All entries must be extracted exactly, with nothing added or dropped.

Information shown START

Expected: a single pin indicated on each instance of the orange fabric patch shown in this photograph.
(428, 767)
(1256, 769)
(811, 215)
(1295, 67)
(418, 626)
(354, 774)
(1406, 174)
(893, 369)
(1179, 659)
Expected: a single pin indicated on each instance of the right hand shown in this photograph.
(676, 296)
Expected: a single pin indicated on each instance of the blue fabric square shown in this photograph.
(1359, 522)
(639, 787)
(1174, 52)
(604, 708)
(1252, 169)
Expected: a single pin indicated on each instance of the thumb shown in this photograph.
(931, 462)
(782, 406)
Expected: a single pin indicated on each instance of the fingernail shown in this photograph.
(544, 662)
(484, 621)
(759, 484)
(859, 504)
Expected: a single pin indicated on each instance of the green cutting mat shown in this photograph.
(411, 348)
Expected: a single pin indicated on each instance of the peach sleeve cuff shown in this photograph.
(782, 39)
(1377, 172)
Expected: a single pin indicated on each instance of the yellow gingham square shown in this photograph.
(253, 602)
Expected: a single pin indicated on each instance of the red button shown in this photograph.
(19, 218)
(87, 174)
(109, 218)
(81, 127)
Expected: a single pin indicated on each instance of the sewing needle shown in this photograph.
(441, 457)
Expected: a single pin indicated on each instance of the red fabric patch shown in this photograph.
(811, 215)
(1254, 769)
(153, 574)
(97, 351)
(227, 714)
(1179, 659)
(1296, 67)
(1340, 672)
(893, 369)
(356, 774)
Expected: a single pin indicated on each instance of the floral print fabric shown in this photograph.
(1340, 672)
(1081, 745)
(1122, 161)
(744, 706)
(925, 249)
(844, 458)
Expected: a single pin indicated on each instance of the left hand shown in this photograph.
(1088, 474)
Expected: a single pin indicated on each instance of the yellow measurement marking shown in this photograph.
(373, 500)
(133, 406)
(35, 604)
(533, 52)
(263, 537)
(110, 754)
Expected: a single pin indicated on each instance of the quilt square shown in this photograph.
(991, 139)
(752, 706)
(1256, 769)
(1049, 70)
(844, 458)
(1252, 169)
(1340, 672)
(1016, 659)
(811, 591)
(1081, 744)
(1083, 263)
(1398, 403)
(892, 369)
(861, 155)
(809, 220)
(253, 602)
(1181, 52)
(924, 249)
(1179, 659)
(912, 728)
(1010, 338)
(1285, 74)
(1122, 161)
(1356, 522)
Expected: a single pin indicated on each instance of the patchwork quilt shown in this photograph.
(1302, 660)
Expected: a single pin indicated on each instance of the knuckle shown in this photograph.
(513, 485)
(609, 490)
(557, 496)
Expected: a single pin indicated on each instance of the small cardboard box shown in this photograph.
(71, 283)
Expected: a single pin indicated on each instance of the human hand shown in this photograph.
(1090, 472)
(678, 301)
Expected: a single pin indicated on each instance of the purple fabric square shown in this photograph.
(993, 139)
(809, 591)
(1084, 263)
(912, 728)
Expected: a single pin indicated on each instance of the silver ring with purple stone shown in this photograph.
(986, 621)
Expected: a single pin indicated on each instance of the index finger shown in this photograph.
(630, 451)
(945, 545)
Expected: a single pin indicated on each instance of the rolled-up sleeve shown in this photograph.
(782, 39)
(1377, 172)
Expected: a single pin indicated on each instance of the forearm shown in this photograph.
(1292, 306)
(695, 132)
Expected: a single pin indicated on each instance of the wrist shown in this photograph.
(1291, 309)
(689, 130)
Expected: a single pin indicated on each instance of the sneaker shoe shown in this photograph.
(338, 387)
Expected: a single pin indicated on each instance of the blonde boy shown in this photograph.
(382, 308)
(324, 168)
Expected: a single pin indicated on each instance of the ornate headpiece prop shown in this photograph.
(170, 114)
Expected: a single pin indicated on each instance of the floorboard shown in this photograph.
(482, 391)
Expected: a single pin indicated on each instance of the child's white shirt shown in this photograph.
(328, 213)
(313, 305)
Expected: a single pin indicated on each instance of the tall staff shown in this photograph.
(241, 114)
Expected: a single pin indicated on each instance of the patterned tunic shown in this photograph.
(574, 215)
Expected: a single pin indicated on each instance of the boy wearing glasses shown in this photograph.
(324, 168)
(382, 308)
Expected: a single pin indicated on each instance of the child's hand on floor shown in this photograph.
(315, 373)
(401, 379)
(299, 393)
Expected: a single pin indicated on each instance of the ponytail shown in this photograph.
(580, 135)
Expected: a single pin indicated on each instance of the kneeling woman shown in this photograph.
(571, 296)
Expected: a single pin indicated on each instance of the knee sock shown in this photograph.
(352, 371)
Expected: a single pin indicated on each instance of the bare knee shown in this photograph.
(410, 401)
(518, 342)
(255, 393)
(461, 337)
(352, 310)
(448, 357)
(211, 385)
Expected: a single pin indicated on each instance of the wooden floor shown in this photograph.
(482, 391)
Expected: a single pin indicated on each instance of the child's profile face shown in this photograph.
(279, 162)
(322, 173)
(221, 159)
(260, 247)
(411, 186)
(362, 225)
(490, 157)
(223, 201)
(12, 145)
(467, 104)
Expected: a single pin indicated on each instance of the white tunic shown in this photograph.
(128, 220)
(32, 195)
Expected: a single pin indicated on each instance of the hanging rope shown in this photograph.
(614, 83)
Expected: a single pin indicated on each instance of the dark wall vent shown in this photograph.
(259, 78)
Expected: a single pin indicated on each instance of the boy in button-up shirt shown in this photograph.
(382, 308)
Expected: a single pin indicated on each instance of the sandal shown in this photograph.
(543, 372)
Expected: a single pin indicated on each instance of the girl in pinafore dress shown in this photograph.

Information shown END

- Result
Expected: a single pin indicated on each instance of the orange fabric patch shown in this photograph.
(428, 767)
(1256, 769)
(811, 215)
(1295, 67)
(418, 626)
(354, 774)
(1406, 174)
(893, 369)
(1179, 659)
Expected: a single pin indicated on each instance of the right hand shown in this photograph.
(676, 296)
Expected: a single pin indicated on each instance of the blue fabric square shown in this photograph.
(1359, 522)
(639, 787)
(1174, 52)
(604, 708)
(1252, 169)
Expected: a single pin indicated on each instance of the thumb shown in this photograph.
(931, 462)
(782, 406)
Expected: a single pin indicated on each instance of the fingernail shown in this photograph.
(544, 662)
(484, 621)
(759, 484)
(859, 504)
Expected: a single pin indicated on each instance of the green cutting mat shown in this photograph.
(411, 348)
Expected: a single pin indicated on each instance of the peach sleeve cuff shown in this photograph.
(782, 39)
(1377, 172)
Expected: a single pin indicated on each instance of the yellow gingham square shown in this photograph.
(253, 602)
Expected: a single pin indicated on each instance of the red button shown in this photograph.
(19, 218)
(87, 174)
(109, 218)
(81, 127)
Expected: a single pin indicated on each instance of the sewing needle shown in this photograph.
(441, 457)
Expected: a single pin indicated on each instance of the red fabric patch shown in this photograph.
(811, 215)
(1254, 769)
(153, 574)
(97, 351)
(227, 714)
(1179, 659)
(1296, 67)
(1340, 672)
(893, 369)
(356, 774)
Expected: a single pin indicated on each instance of the floral print fabric shown in this photograph.
(1340, 672)
(1081, 745)
(1122, 161)
(744, 706)
(925, 249)
(844, 458)
Expected: a single pin indicated on each instance of the left hand shown in this photograph.
(1088, 474)
Expected: a single pin indicated on each instance of the yellow measurement marking shown in this photograph.
(373, 500)
(133, 406)
(35, 604)
(533, 52)
(263, 537)
(110, 754)
Expected: a single pin indicated on each instance of the quilt square shown in this photograph.
(991, 139)
(752, 706)
(1256, 769)
(1049, 70)
(844, 458)
(1252, 169)
(1340, 672)
(1016, 659)
(811, 591)
(1081, 744)
(1083, 263)
(1398, 403)
(892, 369)
(861, 155)
(809, 220)
(253, 602)
(1181, 52)
(924, 249)
(1179, 659)
(912, 728)
(1010, 338)
(1285, 74)
(1122, 161)
(1356, 522)
Expected: a single pin indicated on each instance of the patchwork quilt shown in this photograph.
(1302, 660)
Expected: a single pin indicated on each instance of the knuckle shown in this photograph.
(513, 485)
(609, 490)
(557, 496)
Expected: a single pin indicated on each instance of the small cardboard box shown in this photograph.
(71, 283)
Expected: a single pin indicated on each instance of the human hand shown in this photograph.
(1090, 472)
(678, 301)
Expected: a single pin indicated on each instance of the purple fabric square shown in this photograph.
(993, 139)
(809, 591)
(1084, 263)
(912, 728)
Expected: a single pin indicated on each instance of the silver ring with purple stone shown in this photograph.
(986, 621)
Expected: a single pin indicated on each instance of the index finger shown in this photograph.
(630, 451)
(945, 545)
Expected: a single pin indicated on each instance of the rolled-up sleeve shown in this photograph.
(782, 39)
(1377, 172)
Expected: a single pin indicated on each instance of the forearm shown in this photograph.
(1292, 306)
(695, 132)
Expected: a single pin indicated on each instance of the wrist shown in this photograph.
(1291, 309)
(689, 130)
Expected: a single pin indicated on each instance of the sneaker shoe shown in this photograph.
(338, 387)
Expected: a single pin indicated on each instance of the blonde boy shown in this photograph.
(382, 308)
(324, 168)
Expected: a single pin indicated on each instance of the ornate headpiece prop shown in this photograph.
(170, 114)
Expected: a single pin indicated on each instance of the floorboard shown in this photograph.
(482, 391)
Expected: a single pin indicated on each instance of the child's white shirt shown in this photograph.
(328, 213)
(313, 305)
Expected: a single pin indicated on each instance of the tall staff shown in this photograph.
(241, 114)
Expected: a single pin indicated on each instance of the patterned tunic shown in this photograph.
(574, 215)
Expected: a single pin indicated on each instance of the boy wearing glasses shown in this photograph.
(324, 168)
(382, 308)
Expected: a single pin indicated on each instance of the child's hand on floor shown in this photograph.
(315, 373)
(401, 379)
(299, 393)
Expected: a single pin indicated on each instance of the ponytail shown in this photograph.
(580, 135)
Expected: a single pin indicated on each instance of the kneeling woman shown in this photograph.
(571, 296)
Expected: a single pin indicated on each instance of the knee sock shown in this photograph.
(352, 371)
Expected: a single pin indicated on each instance of the bare knee shown in this photograph.
(410, 401)
(518, 342)
(255, 393)
(461, 337)
(352, 310)
(448, 357)
(211, 385)
Expected: a single pin indicated on each instance of the wooden floor shown in this photograph.
(482, 391)
Expected: a single pin indicated on each instance of the child's profile face shown in this photograph.
(279, 162)
(322, 173)
(221, 159)
(260, 247)
(411, 186)
(362, 225)
(490, 157)
(223, 201)
(12, 145)
(467, 104)
Expected: a single pin indicated on each instance of the white tunic shown in this photograph.
(128, 220)
(32, 195)
Expected: a single pin indicated on each instance of the hanging rope shown in this photograph.
(614, 83)
Expected: a single pin indicated on each instance of the dark wall vent shown in this photograph.
(259, 78)
Expected: a single pin indicated on each instance of the boy in button-up shirt shown in this photograph.
(382, 308)
Expected: a single pin indicated on each instance of the sandal shown in this photograph.
(543, 372)
Expected: a single pin indicated on each instance of the girl in pinafore dress shown in this photograph.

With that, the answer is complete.